### À faire
1. Répondez à ces questions d'après le texte sur le recrutement des renforts étrangers dans le hockey sur glace français :
(a) Jusqu'en quelle année la seule solution était-elle de faire venir des renforts nord-américains ?
(b) De quelle province étaient originaires les hockeyeurs qui possédaient souvent la double nationalité franco-canadienne ?
(c) En quelle année l'arrêt Bosman est-il survenu ?
2. Recopiez à l'identique, dans le texte sur le recrutement des renforts étrangers au hockey sur glace, le passage qui va de « Le recrutement des » jusqu'à « avec la nôtre. ».
3. Poursuivez le texte sur le recrutement des renforts étrangers dans le hockey sur glace français à partir de sa dernière phrase.

### Texte du document
================================
Le recrutement des renforts étrangers reste toujours un choix
stratégique très important pour nos clubs de hockey sur glace. Pour la simple raison qu’ils n’ont pas un nombre suffisant de joueurs français de haut niveau qui veulent rester dans l’hexagone pour pouvoir composer des équipes compétitives. Jusqu’en 1989, date de l’effondrement du bloc communiste, la seule alternative était de faire venir en France des renforts nord-américains en très grande majorité
canadiens. Leur recrutement était d’autant plus évident qu’ils jouissaient d’une grande réputation puisque on sait que c’est leur pays qui a inventé le hockey sur glace pour en faire un sport national érigé en véritable religion. De plus, les hockeyeurs originaires de la province du Québec avaient le grand avantage de posséder souvent
la double nationalité franco-canadienne, ils avaient donc une langue commune avec la nôtre.
Mais après la disparition du « rideau de fer » communiste, puis l’arrêt Bosman survenu en 1995, on assista à l’ouverture des frontières de tous les pays du vieux continent et notamment ceux de l’est de l’Europe. Du coup, la source de recrutement des renforts étrangers a radicalement changé car
l’offre s’est considérablement élargie. La conséquence immédiate fut la nécessité d’un questionnement stratégique pour tous nos entraîneurs car ces derniers se sont alors interrogés : vaut-il mieux choisir des renforts canadiens ou ceux venus d’Europe ?
================================
### Enregistrements fournis

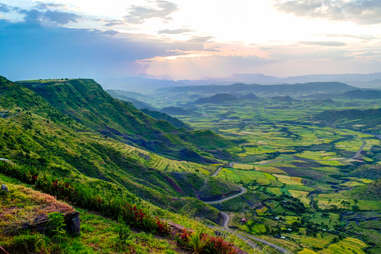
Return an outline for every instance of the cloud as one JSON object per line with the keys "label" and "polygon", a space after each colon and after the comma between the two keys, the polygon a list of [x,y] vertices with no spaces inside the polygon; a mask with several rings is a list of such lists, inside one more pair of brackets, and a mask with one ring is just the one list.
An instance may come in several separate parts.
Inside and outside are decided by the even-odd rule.
{"label": "cloud", "polygon": [[190,32],[192,32],[191,29],[179,28],[179,29],[164,29],[164,30],[160,30],[159,34],[183,34],[183,33],[190,33]]}
{"label": "cloud", "polygon": [[55,23],[58,25],[66,25],[70,22],[76,22],[80,16],[70,12],[63,11],[39,11],[36,9],[22,10],[24,20],[28,23]]}
{"label": "cloud", "polygon": [[342,47],[347,44],[340,41],[302,41],[300,42],[304,45],[315,45],[315,46],[327,46],[327,47]]}
{"label": "cloud", "polygon": [[380,0],[275,0],[275,7],[297,16],[345,20],[359,24],[381,23]]}
{"label": "cloud", "polygon": [[0,3],[0,12],[10,12],[11,9],[8,5]]}
{"label": "cloud", "polygon": [[169,16],[178,9],[176,4],[164,0],[156,0],[156,5],[158,8],[132,6],[124,18],[132,24],[142,24],[151,18],[168,20]]}

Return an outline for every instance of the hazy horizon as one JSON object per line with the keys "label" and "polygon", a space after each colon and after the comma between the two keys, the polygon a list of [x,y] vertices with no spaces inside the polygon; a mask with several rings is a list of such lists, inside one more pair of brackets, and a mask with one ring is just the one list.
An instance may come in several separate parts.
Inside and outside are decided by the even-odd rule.
{"label": "hazy horizon", "polygon": [[381,2],[0,0],[12,80],[375,73]]}

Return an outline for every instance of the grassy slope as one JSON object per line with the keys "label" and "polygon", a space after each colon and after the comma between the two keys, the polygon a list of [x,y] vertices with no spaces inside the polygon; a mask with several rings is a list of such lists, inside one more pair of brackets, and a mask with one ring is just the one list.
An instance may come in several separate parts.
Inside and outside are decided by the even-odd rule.
{"label": "grassy slope", "polygon": [[[30,103],[41,102],[36,112],[54,112],[54,108],[39,96],[9,83],[8,90],[13,89],[17,89],[13,96],[16,102],[24,97],[31,98]],[[197,208],[193,215],[217,220],[216,209],[194,198],[185,198],[195,195],[204,175],[211,169],[105,139],[70,119],[53,121],[48,116],[43,117],[45,113],[33,113],[30,104],[25,108],[33,111],[18,109],[15,103],[2,105],[7,108],[2,107],[0,111],[7,112],[7,117],[0,118],[0,157],[55,177],[77,181],[78,176],[87,176],[100,179],[99,184],[102,180],[114,183],[125,188],[130,196],[136,195],[168,209],[178,210],[185,203],[193,204]],[[56,114],[57,119],[66,119],[59,112]],[[67,125],[67,121],[73,123],[73,127]],[[88,178],[78,181],[92,182]]]}
{"label": "grassy slope", "polygon": [[120,244],[119,230],[122,225],[83,209],[76,209],[81,214],[81,235],[79,237],[66,235],[61,243],[37,232],[19,230],[15,234],[7,234],[5,232],[8,227],[33,222],[41,214],[48,215],[50,212],[60,211],[56,207],[68,207],[68,209],[72,207],[55,200],[52,196],[15,183],[3,175],[0,175],[0,182],[9,188],[9,193],[3,194],[0,200],[1,210],[5,212],[0,217],[0,246],[10,252],[168,253],[171,250],[175,252],[177,249],[172,241],[135,231],[130,232],[126,244]]}
{"label": "grassy slope", "polygon": [[[93,80],[25,81],[18,84],[32,89],[54,108],[93,130],[167,156],[185,159],[187,155],[187,160],[210,162],[214,159],[208,149],[232,145],[214,135],[216,145],[203,146],[192,131],[178,129],[167,121],[152,118],[131,103],[112,98]],[[186,136],[196,139],[186,140]],[[220,143],[225,146],[220,147]]]}

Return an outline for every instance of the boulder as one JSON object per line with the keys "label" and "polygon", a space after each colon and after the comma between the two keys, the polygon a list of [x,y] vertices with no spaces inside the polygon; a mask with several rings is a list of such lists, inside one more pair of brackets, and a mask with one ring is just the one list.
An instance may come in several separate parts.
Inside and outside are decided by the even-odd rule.
{"label": "boulder", "polygon": [[4,192],[8,192],[8,187],[5,185],[5,184],[2,184],[1,185],[1,190],[4,191]]}
{"label": "boulder", "polygon": [[79,212],[67,214],[65,216],[66,231],[73,236],[81,234],[81,221],[79,219]]}

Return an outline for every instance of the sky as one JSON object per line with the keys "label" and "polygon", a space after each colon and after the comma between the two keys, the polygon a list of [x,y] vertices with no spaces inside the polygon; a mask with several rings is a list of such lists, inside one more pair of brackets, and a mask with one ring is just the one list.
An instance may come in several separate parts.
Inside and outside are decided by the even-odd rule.
{"label": "sky", "polygon": [[380,0],[0,0],[0,75],[381,71]]}

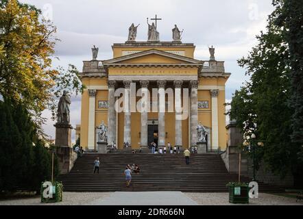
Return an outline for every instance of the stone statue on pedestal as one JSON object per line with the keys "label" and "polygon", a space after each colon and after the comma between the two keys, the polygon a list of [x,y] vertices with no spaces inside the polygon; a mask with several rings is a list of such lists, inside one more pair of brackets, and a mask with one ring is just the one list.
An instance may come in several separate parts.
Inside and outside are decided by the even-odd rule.
{"label": "stone statue on pedestal", "polygon": [[210,61],[215,61],[215,48],[211,46],[211,48],[208,47],[209,53],[210,54],[210,57],[209,58]]}
{"label": "stone statue on pedestal", "polygon": [[206,142],[206,129],[205,129],[201,122],[199,123],[199,125],[197,127],[197,130],[198,133],[198,142]]}
{"label": "stone statue on pedestal", "polygon": [[183,32],[183,30],[180,31],[178,28],[177,25],[175,25],[175,28],[173,28],[172,31],[173,41],[181,41],[181,34]]}
{"label": "stone statue on pedestal", "polygon": [[130,28],[128,28],[128,41],[136,40],[136,37],[137,36],[137,28],[139,25],[140,24],[135,27],[134,23],[132,23]]}
{"label": "stone statue on pedestal", "polygon": [[107,142],[108,136],[107,136],[107,131],[108,127],[105,125],[104,121],[101,123],[101,125],[98,127],[100,129],[99,133],[98,133],[98,142]]}
{"label": "stone statue on pedestal", "polygon": [[96,48],[94,45],[94,47],[92,48],[93,52],[93,60],[97,60],[97,57],[98,56],[99,48]]}
{"label": "stone statue on pedestal", "polygon": [[57,123],[56,127],[55,145],[60,147],[71,146],[71,130],[73,127],[70,124],[69,105],[71,99],[67,95],[67,91],[64,90],[62,96],[58,103]]}
{"label": "stone statue on pedestal", "polygon": [[159,41],[159,32],[156,29],[155,23],[152,23],[152,25],[148,23],[148,40],[147,41]]}
{"label": "stone statue on pedestal", "polygon": [[71,104],[71,99],[67,95],[67,91],[64,90],[62,96],[60,97],[58,104],[57,118],[58,123],[70,123],[69,118],[69,105]]}

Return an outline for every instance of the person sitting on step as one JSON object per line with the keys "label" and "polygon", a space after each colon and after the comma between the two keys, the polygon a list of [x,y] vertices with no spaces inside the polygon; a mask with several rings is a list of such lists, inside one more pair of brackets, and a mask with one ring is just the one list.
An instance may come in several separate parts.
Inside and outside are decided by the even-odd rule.
{"label": "person sitting on step", "polygon": [[137,175],[140,172],[140,168],[137,164],[134,164],[134,172],[136,172]]}

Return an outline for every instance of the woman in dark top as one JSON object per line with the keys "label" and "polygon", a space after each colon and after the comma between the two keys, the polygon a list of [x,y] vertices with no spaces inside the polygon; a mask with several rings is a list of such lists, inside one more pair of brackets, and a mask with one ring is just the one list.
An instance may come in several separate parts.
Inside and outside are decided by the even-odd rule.
{"label": "woman in dark top", "polygon": [[134,172],[136,172],[137,175],[140,172],[140,168],[137,164],[134,164]]}

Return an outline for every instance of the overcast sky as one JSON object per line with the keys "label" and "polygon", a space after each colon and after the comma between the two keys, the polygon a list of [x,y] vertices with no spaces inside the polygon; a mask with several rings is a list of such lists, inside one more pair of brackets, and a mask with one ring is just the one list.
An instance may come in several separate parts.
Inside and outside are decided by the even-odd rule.
{"label": "overcast sky", "polygon": [[[271,0],[21,0],[40,8],[58,27],[61,41],[56,47],[60,58],[53,65],[76,66],[80,71],[83,60],[91,59],[92,45],[99,47],[98,59],[112,58],[111,45],[127,40],[132,23],[138,28],[137,40],[147,40],[146,18],[158,22],[160,40],[171,40],[171,29],[177,24],[184,29],[183,42],[196,46],[195,58],[209,60],[208,45],[216,48],[217,60],[225,61],[226,71],[232,73],[226,83],[226,99],[246,79],[237,60],[245,56],[256,41],[255,36],[265,30],[268,15],[274,10]],[[71,119],[73,127],[80,123],[81,96],[72,99]],[[50,112],[43,115],[50,118]],[[53,121],[45,126],[55,138]],[[73,141],[74,141],[74,133]]]}

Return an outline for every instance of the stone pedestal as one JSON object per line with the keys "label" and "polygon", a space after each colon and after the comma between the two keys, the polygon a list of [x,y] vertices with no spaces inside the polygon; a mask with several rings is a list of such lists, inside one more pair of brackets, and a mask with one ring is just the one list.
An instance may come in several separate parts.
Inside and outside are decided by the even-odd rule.
{"label": "stone pedestal", "polygon": [[73,127],[68,123],[56,123],[55,145],[71,146],[71,130]]}
{"label": "stone pedestal", "polygon": [[198,154],[207,153],[207,144],[206,142],[197,142],[197,152]]}
{"label": "stone pedestal", "polygon": [[107,153],[107,142],[97,142],[98,144],[98,153]]}

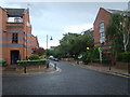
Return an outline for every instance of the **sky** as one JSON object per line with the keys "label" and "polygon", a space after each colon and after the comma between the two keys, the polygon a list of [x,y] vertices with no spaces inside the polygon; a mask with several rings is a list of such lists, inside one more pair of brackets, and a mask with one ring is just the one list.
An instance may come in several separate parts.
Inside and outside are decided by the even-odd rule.
{"label": "sky", "polygon": [[47,34],[48,46],[57,46],[63,34],[92,28],[100,8],[123,11],[128,2],[0,2],[0,6],[29,8],[31,32],[47,48]]}

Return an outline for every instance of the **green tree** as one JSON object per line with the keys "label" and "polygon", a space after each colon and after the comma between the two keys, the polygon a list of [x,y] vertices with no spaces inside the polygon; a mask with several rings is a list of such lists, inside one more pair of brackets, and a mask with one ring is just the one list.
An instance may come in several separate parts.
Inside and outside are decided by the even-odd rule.
{"label": "green tree", "polygon": [[123,14],[113,14],[106,27],[106,39],[112,44],[114,54],[127,52],[129,44],[130,18]]}

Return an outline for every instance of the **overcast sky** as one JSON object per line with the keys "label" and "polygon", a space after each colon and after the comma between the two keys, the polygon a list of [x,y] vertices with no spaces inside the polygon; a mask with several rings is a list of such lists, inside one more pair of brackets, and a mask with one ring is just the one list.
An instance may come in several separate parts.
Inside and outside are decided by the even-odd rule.
{"label": "overcast sky", "polygon": [[[28,4],[28,5],[27,5]],[[93,27],[100,8],[127,10],[127,2],[0,2],[2,8],[29,8],[32,34],[38,37],[40,46],[58,45],[63,33],[80,33]]]}

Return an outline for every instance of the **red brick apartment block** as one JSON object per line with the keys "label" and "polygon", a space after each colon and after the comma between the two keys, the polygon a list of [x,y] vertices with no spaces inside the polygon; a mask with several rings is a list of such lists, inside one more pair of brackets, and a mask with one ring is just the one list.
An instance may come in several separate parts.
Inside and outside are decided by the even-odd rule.
{"label": "red brick apartment block", "polygon": [[27,59],[32,47],[39,47],[39,43],[31,34],[29,10],[0,8],[0,59],[16,64]]}
{"label": "red brick apartment block", "polygon": [[109,52],[112,45],[106,43],[105,30],[109,23],[109,18],[112,16],[112,14],[115,14],[115,13],[120,14],[120,13],[122,13],[122,11],[100,8],[99,13],[95,17],[95,20],[93,23],[94,46],[102,47],[106,52]]}

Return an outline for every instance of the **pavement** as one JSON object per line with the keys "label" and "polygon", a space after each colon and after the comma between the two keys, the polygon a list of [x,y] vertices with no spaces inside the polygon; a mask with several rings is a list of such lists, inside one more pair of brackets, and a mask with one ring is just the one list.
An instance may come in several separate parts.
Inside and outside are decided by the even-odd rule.
{"label": "pavement", "polygon": [[39,74],[39,73],[54,73],[58,71],[60,69],[54,67],[53,64],[50,63],[49,68],[46,66],[38,66],[38,67],[31,67],[26,69],[26,73],[24,73],[24,68],[13,66],[15,69],[12,69],[12,67],[8,67],[9,69],[2,70],[2,77],[14,77],[14,75],[32,75],[32,74]]}
{"label": "pavement", "polygon": [[130,78],[130,73],[128,73],[128,70],[123,70],[123,69],[117,69],[115,67],[110,67],[109,66],[93,66],[92,64],[89,65],[84,65],[81,61],[79,63],[79,65],[77,64],[77,61],[66,61],[72,65],[76,65],[82,68],[87,68],[87,69],[91,69],[91,70],[95,70],[99,72],[104,72],[104,73],[108,73],[108,74],[114,74],[114,75],[119,75],[119,77],[123,77],[123,78]]}
{"label": "pavement", "polygon": [[[55,61],[51,61],[54,63]],[[128,95],[129,79],[57,61],[61,72],[2,78],[4,95]]]}

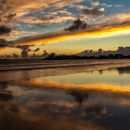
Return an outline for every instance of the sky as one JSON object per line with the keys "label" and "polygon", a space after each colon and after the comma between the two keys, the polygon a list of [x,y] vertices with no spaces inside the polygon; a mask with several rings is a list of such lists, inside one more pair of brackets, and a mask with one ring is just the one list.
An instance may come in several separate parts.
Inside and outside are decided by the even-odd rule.
{"label": "sky", "polygon": [[130,46],[129,0],[0,0],[0,8],[0,55]]}

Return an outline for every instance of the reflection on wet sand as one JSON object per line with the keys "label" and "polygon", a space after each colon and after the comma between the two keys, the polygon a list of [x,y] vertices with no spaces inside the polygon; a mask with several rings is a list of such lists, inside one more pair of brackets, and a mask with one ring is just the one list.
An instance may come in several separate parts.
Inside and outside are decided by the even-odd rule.
{"label": "reflection on wet sand", "polygon": [[93,91],[104,91],[111,93],[119,94],[128,94],[130,95],[130,87],[121,87],[105,84],[92,84],[92,85],[74,85],[74,84],[65,84],[59,82],[51,82],[46,80],[26,80],[26,81],[16,81],[14,84],[23,85],[23,86],[32,86],[32,87],[44,87],[44,88],[58,88],[58,89],[77,89],[77,90],[93,90]]}
{"label": "reflection on wet sand", "polygon": [[0,129],[129,130],[129,85],[0,82]]}

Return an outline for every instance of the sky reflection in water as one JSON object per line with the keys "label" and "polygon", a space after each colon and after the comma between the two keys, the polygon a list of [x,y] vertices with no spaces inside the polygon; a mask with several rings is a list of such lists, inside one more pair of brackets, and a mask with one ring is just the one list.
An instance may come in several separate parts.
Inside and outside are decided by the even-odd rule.
{"label": "sky reflection in water", "polygon": [[1,82],[0,129],[129,130],[129,76],[125,67]]}

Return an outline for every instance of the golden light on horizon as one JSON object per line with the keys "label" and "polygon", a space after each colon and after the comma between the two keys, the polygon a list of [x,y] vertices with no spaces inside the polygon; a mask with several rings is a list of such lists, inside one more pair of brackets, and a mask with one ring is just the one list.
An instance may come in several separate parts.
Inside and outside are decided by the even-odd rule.
{"label": "golden light on horizon", "polygon": [[98,38],[98,37],[107,37],[111,35],[116,35],[116,34],[121,34],[125,33],[126,31],[130,31],[130,25],[126,26],[117,26],[117,27],[111,27],[111,28],[104,28],[96,31],[81,31],[81,32],[72,32],[68,34],[61,34],[60,36],[52,36],[51,38],[44,38],[44,39],[39,39],[39,40],[34,40],[34,41],[28,41],[28,42],[19,42],[16,43],[15,45],[37,45],[37,44],[48,44],[48,43],[55,43],[59,41],[64,41],[68,39],[73,39],[73,38]]}

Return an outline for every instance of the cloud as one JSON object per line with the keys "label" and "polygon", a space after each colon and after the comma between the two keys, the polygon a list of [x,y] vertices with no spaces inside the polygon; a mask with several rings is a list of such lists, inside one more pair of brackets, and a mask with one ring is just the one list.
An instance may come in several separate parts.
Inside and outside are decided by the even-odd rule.
{"label": "cloud", "polygon": [[93,2],[91,2],[91,5],[93,5],[93,6],[99,6],[100,5],[100,2],[99,1],[93,1]]}
{"label": "cloud", "polygon": [[6,47],[9,45],[9,42],[5,39],[0,39],[0,48]]}
{"label": "cloud", "polygon": [[65,30],[75,31],[79,29],[85,29],[86,27],[88,27],[88,25],[84,21],[77,19],[73,22],[73,24],[69,28],[66,28]]}
{"label": "cloud", "polygon": [[[73,5],[75,3],[83,2],[84,0],[0,0],[0,25],[9,25],[11,22],[17,23],[18,21],[25,22],[28,17],[35,17],[36,14],[46,14],[48,12],[62,13],[65,15],[71,15],[66,10],[61,10],[66,6]],[[25,20],[26,19],[26,20]]]}
{"label": "cloud", "polygon": [[35,49],[34,51],[35,51],[35,52],[38,52],[39,50],[40,50],[40,48],[37,48],[37,49]]}
{"label": "cloud", "polygon": [[5,35],[11,32],[11,28],[7,27],[7,26],[0,26],[0,36],[1,35]]}
{"label": "cloud", "polygon": [[83,9],[82,12],[86,15],[102,15],[103,14],[103,9],[102,8],[86,8]]}
{"label": "cloud", "polygon": [[57,32],[23,37],[13,41],[14,46],[17,45],[37,45],[48,44],[62,40],[77,37],[104,37],[130,30],[130,21],[91,25],[85,29],[76,29],[75,31],[59,30]]}
{"label": "cloud", "polygon": [[21,57],[28,57],[28,53],[31,51],[29,47],[30,45],[17,46],[17,48],[22,50]]}

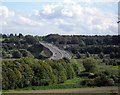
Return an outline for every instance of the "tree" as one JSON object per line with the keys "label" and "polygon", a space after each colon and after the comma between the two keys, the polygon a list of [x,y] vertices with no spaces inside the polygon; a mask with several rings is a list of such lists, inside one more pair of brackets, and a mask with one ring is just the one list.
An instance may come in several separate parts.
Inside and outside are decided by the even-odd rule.
{"label": "tree", "polygon": [[12,57],[13,58],[21,58],[22,54],[18,50],[13,50],[12,51]]}
{"label": "tree", "polygon": [[103,54],[103,52],[101,52],[101,53],[99,54],[99,57],[100,57],[101,59],[104,58],[104,54]]}
{"label": "tree", "polygon": [[111,52],[111,53],[110,53],[110,58],[111,58],[111,59],[114,59],[114,58],[115,58],[115,53],[114,53],[114,52]]}
{"label": "tree", "polygon": [[90,53],[89,52],[86,52],[85,55],[86,55],[86,57],[90,57]]}
{"label": "tree", "polygon": [[76,56],[77,56],[78,59],[82,57],[81,54],[80,54],[79,52],[77,53]]}
{"label": "tree", "polygon": [[87,72],[95,72],[97,69],[97,63],[93,58],[86,58],[83,61],[83,66]]}

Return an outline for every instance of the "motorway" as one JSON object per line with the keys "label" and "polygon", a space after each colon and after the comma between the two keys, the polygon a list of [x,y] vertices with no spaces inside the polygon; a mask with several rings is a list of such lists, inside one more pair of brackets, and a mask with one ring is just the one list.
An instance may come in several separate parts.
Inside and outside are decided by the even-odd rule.
{"label": "motorway", "polygon": [[53,55],[51,56],[50,59],[56,60],[56,59],[61,59],[63,57],[67,57],[67,58],[71,59],[70,54],[65,50],[61,50],[58,47],[56,47],[50,43],[43,42],[43,41],[40,41],[40,44],[42,44],[44,47],[48,48],[53,53]]}

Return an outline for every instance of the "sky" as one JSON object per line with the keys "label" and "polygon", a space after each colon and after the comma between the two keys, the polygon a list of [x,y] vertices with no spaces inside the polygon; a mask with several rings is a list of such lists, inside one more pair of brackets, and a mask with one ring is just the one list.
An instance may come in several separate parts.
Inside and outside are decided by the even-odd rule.
{"label": "sky", "polygon": [[117,35],[117,0],[4,0],[3,34]]}

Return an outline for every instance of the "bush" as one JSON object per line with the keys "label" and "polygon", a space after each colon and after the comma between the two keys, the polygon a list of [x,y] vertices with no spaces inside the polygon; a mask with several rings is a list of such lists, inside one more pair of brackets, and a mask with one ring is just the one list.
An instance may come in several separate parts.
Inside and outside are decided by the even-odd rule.
{"label": "bush", "polygon": [[98,76],[94,79],[95,86],[112,86],[114,85],[114,80],[106,76]]}
{"label": "bush", "polygon": [[47,86],[47,85],[50,85],[50,80],[48,80],[48,79],[41,79],[40,80],[40,85],[41,86]]}
{"label": "bush", "polygon": [[89,76],[89,72],[81,72],[80,74],[78,74],[78,76],[80,77]]}
{"label": "bush", "polygon": [[87,72],[95,72],[97,69],[97,63],[93,58],[86,58],[83,61],[83,66]]}
{"label": "bush", "polygon": [[94,73],[90,73],[88,78],[96,78],[97,77],[97,74],[94,74]]}
{"label": "bush", "polygon": [[94,86],[94,80],[93,79],[86,79],[81,82],[81,85],[86,86]]}
{"label": "bush", "polygon": [[12,51],[12,57],[13,58],[21,58],[22,54],[18,50],[13,50]]}

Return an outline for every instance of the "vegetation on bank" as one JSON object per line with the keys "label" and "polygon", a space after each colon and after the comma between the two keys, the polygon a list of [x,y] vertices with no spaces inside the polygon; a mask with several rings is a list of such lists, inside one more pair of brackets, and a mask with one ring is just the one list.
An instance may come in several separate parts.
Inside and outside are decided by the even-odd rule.
{"label": "vegetation on bank", "polygon": [[[81,64],[84,68],[82,71]],[[120,82],[118,66],[111,68],[103,63],[98,64],[93,58],[86,58],[82,63],[72,63],[67,58],[42,61],[29,57],[10,62],[3,61],[2,87],[3,90],[20,88],[36,90],[42,87],[65,89],[116,86],[116,84],[118,86]],[[101,69],[100,66],[111,70]]]}
{"label": "vegetation on bank", "polygon": [[[2,37],[3,90],[119,86],[118,36]],[[52,53],[39,43],[41,40],[68,50],[72,59],[48,60]]]}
================================
### Réponses aux consignes
1.
(a) 1989
(b) Le Québec
(c) 1995

2.
Le recrutement des renforts étrangers reste toujours un choix
stratégique très important pour nos clubs de hockey sur glace. Pour la simple raison qu’ils n’ont pas un nombre suffisant de joueurs français de haut niveau qui veulent rester dans l’hexagone pour pouvoir composer des équipes compétitives. Jusqu’en 1989, date de l’effondrement du bloc communiste, la seule alternative était de faire venir en France des renforts nord-américains en très grande majorité
canadiens. Leur recrutement était d’autant plus évident qu’ils jouissaient d’une grande réputation puisque on sait que c’est leur pays qui a inventé le hockey sur glace pour en faire un sport national érigé en véritable religion. De plus, les hockeyeurs originaires de la province du Québec avaient le grand avantage de posséder souvent
la double nationalité franco-canadienne, ils avaient donc une langue commune avec la nôtre.

3.
En effet, à l’époque la théorie était de dire que les hockeyeurs canadiens, avec leurs patinoires plus étroites et leur caractère intrépide, pratiquaient un jeu surtout
individuel axé avant tout sur l’attaque à outrance pour marquer des buts.
En revanche, les hockeyeurs européens, notamment les Russes, les Tchécoslovaques et les Suédois, pratiquaient un style de jeu beaucoup plus
discipliné et surtout plus
collectif. Du coup, pour former leurs lignes, nos entraîneurs ont eu tendance, dans un premier temps, à recruter, par pragmatisme et tactique, plutôt des renforts canadiens en attaque et des renforts européens en défense.
Mais avec l’arrivée progressive dans le circuit professionnel nord-américain de la
NHL d’un plus grand nombre de joueurs européens, et du fait aussi que les championnats du monde, comme les Jeux olympiques, se disputent sur des patinoires aux dimensions plus larges, cette différence de style de jeu entre nord-américains et européens s’est peu à peu estompée au point que le hockey sur glace pratiqué partout dans le monde est devenu désormais moins
contrasté et plus
homogène.
Pour bien comprendre la raison de cette évolution, il faut se rappeler par exemple qu’au mois d’octobre 1995, le club des Red Wings de Détroit, dirigé par le coach légendaire Scotty Bowman, avait créé la sensation en recrutant pas moins de
cinq renforts russes ce qu’aucune autre équipe de la NHL n’avait encore fait à l’époque ! Un événement inédit qui a inspiré plus tard le documentaire « The Russian Five » réalisé par Joshua Riehl en 2018 et qui a forcé à partir de ce jour le hockey nord-américain à se remettre en question et à modifier sa manière de jouer pour devenir moins individualiste.
Mais comme la France n’est pas le pays de destination le plus attractif pour les hockeyeurs étrangers de haut niveau, nos clubs se sont souvent contentés de recruter, faute de mieux, soit des renforts « touristiques » peu onéreux, soit des joueurs universitaires ou des professionnels en fin de carrière.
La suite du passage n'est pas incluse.